WHAT YOU SHOULD DO:
Copy the stretch from the line containing "find the line" through the line containing "left=141, top=326, right=237, bottom=401", swapping "photograph" for "image" and leaving all else unchanged.

── EXTRACTED ENTRIES ──

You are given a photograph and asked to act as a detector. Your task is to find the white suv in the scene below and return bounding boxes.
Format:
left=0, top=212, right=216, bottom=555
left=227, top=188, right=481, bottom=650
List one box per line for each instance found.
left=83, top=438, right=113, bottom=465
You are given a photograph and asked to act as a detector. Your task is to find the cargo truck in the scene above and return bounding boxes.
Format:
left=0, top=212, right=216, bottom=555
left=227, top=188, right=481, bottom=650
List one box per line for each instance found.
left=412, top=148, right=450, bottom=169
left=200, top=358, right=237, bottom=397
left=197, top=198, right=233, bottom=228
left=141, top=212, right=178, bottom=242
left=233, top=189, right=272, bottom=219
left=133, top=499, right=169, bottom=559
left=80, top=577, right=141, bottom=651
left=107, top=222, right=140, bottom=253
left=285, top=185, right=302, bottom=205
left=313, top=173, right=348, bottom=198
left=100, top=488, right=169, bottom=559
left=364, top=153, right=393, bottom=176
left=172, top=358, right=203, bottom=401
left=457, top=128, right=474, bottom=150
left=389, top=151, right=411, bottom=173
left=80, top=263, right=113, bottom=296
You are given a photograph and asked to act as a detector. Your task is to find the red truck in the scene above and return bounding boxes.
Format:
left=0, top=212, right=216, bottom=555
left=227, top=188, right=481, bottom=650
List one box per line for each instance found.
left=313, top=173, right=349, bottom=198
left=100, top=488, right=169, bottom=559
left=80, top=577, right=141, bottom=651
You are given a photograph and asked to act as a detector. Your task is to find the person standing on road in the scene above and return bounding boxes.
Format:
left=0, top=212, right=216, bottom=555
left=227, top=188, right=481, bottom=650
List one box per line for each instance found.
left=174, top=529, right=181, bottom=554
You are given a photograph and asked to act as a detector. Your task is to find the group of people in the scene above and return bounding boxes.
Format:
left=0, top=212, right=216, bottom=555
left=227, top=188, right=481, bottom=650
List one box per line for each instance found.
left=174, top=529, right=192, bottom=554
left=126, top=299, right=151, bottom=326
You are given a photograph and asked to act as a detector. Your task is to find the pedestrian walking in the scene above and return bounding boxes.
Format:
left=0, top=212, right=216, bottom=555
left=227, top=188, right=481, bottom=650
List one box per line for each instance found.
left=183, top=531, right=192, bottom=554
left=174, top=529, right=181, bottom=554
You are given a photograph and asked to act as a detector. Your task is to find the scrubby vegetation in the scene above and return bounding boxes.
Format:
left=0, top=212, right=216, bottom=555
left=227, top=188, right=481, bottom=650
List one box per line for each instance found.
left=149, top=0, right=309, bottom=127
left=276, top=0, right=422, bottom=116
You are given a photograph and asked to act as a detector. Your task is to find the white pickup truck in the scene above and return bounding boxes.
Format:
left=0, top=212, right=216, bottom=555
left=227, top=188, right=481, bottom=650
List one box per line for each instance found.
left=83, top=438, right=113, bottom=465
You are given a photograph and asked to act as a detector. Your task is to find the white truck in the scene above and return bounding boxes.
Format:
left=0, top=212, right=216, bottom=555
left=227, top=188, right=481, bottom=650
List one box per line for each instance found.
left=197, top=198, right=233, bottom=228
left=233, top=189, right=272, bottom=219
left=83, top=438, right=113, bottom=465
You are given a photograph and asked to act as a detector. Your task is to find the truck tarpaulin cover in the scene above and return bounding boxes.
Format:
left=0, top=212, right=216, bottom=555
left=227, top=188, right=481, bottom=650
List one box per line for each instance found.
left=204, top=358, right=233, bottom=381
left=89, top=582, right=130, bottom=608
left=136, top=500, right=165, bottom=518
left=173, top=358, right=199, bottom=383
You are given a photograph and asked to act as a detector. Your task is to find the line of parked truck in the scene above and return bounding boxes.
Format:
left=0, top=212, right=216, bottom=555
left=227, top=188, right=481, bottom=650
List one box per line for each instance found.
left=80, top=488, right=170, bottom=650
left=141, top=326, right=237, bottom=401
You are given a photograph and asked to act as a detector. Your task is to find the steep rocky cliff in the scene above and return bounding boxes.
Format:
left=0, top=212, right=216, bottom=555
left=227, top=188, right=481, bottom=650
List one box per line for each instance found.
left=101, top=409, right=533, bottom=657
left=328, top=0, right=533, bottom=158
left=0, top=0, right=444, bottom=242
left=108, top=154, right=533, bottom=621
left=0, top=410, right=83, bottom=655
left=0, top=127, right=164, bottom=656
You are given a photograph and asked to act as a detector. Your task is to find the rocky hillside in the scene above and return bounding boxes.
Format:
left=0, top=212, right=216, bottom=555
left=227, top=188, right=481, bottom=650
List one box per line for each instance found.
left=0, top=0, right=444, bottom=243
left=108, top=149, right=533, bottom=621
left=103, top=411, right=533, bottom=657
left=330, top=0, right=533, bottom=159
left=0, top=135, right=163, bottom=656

───

SOLUTION:
You are given a image and asked to act as a detector. Your task is to find the line of parked truck in the scene above and return bounding boxes.
Format:
left=0, top=212, right=216, bottom=555
left=227, top=188, right=481, bottom=650
List one box per line for each instance found.
left=80, top=488, right=170, bottom=650
left=141, top=326, right=237, bottom=401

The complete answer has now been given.